Among the entries that follow, tally the lines with the string "every". Give no more than the number.

> MATERIAL PROVIDED
>>>>
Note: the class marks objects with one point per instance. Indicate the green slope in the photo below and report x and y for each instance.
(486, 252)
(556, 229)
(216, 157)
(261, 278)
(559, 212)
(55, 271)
<<<<
>>>>
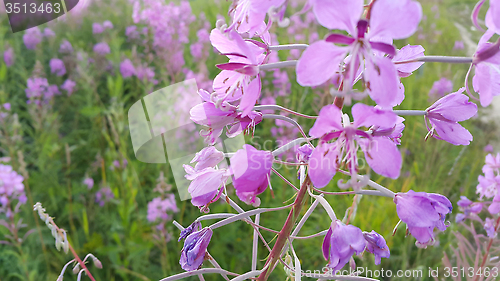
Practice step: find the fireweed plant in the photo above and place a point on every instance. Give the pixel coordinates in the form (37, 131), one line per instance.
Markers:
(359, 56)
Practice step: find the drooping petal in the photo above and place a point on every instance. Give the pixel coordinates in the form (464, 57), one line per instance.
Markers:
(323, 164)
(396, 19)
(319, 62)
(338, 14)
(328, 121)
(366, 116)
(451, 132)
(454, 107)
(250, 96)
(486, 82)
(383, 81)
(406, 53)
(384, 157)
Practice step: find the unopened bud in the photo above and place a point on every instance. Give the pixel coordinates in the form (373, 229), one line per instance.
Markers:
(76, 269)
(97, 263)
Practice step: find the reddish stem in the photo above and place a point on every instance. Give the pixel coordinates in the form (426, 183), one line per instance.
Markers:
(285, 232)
<<<<
> RESPONSE BELOW
4